#### Entries supplied
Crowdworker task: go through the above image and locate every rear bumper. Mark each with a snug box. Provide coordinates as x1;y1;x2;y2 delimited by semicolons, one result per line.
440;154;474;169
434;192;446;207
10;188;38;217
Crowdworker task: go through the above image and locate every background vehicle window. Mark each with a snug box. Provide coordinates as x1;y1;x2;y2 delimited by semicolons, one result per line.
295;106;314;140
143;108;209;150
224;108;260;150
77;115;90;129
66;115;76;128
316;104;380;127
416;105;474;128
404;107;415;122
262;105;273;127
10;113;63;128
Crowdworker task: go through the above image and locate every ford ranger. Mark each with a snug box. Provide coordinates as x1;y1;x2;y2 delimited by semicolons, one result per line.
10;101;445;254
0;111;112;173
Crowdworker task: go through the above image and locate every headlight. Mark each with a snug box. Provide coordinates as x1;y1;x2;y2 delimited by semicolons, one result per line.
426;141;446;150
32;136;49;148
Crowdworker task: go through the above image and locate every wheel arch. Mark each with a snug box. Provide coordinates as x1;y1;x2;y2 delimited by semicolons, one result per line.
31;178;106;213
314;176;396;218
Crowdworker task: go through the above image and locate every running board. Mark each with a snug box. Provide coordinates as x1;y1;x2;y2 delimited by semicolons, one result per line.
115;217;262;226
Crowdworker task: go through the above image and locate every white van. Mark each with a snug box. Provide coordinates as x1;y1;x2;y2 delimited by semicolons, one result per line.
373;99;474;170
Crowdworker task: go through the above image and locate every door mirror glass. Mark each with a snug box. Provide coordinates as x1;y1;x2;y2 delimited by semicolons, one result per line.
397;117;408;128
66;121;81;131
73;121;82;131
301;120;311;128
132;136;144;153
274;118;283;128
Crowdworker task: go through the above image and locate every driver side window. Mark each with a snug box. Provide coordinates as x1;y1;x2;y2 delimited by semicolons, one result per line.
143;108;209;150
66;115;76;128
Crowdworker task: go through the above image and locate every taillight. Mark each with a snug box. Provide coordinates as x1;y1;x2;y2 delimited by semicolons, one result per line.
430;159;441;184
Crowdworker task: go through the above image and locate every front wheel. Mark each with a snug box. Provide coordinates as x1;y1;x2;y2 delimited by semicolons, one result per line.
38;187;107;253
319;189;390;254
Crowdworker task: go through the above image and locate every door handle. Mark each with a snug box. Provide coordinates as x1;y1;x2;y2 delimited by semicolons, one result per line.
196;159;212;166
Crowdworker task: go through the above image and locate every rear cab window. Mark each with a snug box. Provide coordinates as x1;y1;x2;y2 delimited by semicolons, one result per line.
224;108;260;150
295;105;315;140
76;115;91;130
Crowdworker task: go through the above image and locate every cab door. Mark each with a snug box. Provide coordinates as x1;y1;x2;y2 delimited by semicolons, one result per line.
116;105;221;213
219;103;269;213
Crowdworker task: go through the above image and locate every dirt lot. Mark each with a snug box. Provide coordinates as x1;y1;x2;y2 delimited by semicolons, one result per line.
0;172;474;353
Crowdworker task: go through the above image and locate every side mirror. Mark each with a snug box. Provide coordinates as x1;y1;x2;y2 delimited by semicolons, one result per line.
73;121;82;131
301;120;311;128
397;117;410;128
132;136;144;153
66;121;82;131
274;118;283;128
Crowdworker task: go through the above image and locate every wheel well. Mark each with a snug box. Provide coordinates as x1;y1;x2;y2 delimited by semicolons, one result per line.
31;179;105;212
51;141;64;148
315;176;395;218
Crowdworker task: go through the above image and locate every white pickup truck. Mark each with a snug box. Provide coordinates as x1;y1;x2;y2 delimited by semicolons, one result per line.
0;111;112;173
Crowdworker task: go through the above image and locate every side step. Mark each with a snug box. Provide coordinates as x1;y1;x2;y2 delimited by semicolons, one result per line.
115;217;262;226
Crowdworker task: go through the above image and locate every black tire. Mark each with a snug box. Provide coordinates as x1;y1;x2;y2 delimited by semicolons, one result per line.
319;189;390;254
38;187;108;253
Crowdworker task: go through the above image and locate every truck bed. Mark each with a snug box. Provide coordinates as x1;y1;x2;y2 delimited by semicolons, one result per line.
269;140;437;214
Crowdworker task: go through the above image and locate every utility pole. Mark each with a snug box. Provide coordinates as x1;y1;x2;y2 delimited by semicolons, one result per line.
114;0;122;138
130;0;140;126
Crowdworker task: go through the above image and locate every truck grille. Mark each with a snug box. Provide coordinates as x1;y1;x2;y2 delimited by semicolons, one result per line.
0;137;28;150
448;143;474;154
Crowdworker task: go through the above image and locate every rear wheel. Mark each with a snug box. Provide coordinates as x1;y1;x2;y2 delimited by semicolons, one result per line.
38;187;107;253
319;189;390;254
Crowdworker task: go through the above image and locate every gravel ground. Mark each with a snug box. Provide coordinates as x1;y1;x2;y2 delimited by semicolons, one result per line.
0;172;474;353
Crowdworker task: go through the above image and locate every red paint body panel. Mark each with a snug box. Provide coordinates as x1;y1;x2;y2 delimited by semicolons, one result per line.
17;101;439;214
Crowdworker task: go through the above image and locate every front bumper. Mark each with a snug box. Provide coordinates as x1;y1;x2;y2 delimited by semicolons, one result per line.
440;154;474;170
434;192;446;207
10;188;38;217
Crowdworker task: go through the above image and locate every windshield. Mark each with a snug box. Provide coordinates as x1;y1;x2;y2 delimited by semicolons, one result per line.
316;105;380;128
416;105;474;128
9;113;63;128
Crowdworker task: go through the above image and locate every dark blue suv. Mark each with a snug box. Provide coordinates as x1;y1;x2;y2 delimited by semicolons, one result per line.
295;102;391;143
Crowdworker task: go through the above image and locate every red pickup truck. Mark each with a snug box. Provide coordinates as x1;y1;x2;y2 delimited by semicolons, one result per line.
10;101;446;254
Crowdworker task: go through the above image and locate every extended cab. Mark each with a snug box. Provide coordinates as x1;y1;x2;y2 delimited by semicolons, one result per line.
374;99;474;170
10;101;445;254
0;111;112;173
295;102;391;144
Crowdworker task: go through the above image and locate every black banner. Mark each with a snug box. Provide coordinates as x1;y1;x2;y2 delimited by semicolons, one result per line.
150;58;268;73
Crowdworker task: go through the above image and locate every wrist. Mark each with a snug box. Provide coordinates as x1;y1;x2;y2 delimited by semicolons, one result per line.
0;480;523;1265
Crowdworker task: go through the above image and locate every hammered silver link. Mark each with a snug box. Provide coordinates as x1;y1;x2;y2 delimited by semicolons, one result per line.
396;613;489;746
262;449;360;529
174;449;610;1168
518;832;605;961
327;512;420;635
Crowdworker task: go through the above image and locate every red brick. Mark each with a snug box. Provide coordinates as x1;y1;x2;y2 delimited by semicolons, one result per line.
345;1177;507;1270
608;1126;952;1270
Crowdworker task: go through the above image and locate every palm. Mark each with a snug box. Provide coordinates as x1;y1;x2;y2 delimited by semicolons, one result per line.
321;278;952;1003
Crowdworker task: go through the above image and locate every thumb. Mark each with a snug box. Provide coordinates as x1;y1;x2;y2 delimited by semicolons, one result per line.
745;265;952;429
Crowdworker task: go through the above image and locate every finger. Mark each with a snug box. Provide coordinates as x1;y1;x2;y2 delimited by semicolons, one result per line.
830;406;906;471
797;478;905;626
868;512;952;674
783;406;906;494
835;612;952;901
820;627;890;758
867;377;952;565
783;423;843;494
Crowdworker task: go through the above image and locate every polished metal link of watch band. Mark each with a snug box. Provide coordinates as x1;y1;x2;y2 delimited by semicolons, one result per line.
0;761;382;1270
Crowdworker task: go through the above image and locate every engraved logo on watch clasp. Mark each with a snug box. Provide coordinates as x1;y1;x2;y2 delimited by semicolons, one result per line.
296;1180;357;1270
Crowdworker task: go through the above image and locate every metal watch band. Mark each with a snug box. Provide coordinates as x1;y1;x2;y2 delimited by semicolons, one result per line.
########
## Written problem
In the part of the listing that opens with the line containing "every truck grille." and closes with the line containing "0;480;523;1265", substitute "tight box" for every occurrence of "snug box" and reproduce those lines with nothing else altered.

## Answer below
Crowdworker task: go through the above image and locate every truck grille. Mark each with a tight box. Provide coordinates as x1;y1;x2;y2 delimited by semicolons, one result per line.
0;137;28;150
448;143;474;154
Crowdworker task: go through the above image and locate every rear wheel. Mark each with a tight box. Provide coordinates as x1;y1;x2;y2 delimited by semicolons, one result per line.
38;187;107;253
319;189;390;254
Crowdworker task: go through the above image and locate every gravel ground. Mark each with a tight box. Provide coordinates as x1;y1;x2;y2 delimited by semicolons, one result per line.
0;172;474;353
Crowdworker task: go through the above image and locate every red paint body panel. Mark each with a tight box. Provide coordinates as x1;y1;x2;y2 delimited by semicolons, one result per line.
17;101;439;214
Crowdworker task: go through the above image and locate every front bumper. Mark each with a tight box. Provide coordinates as x1;y1;x2;y2 delimited by semicolons, one result per line.
440;154;474;170
434;192;446;207
10;188;38;217
Crowdworker task: go through the above image and locate every windshield. Mark each with a tight box. Provide coordinates as x1;y1;x2;y2 delimited by semicolons, one result per line.
316;105;380;128
416;105;474;128
9;113;63;128
Crowdworker task: go through the above image and locate every dark blue suv. Mark each with a tight box. Provide coordinates as x1;y1;x2;y2 delimited by semicolons, one result per line.
295;102;391;143
Crowdworker task: go through the above image and locate every red pickup truck. Mark each with a tight box. Provide coordinates as x1;y1;x2;y2 delimited by semicolons, one result per line.
10;101;446;254
Crowdworker task: go through the above image and locate every extended cab. Mark each with a tight box. Provide coordinates as x1;y1;x2;y2 delimited by semicolons, one result per line.
374;99;474;170
10;101;445;254
0;111;112;173
295;102;391;144
Crowdworker task: go through the above image and locate every black banner. Mark each with a tight box. Provide coordinates as x1;y1;x2;y2 delimited by semicolons, one result per line.
150;58;268;73
Crowdworker task: go through the above image and locate every wrist. Mark each with a tight box. Provide coordinates as x1;y1;x2;y2 delimited by semicolons, one result per line.
0;480;523;1265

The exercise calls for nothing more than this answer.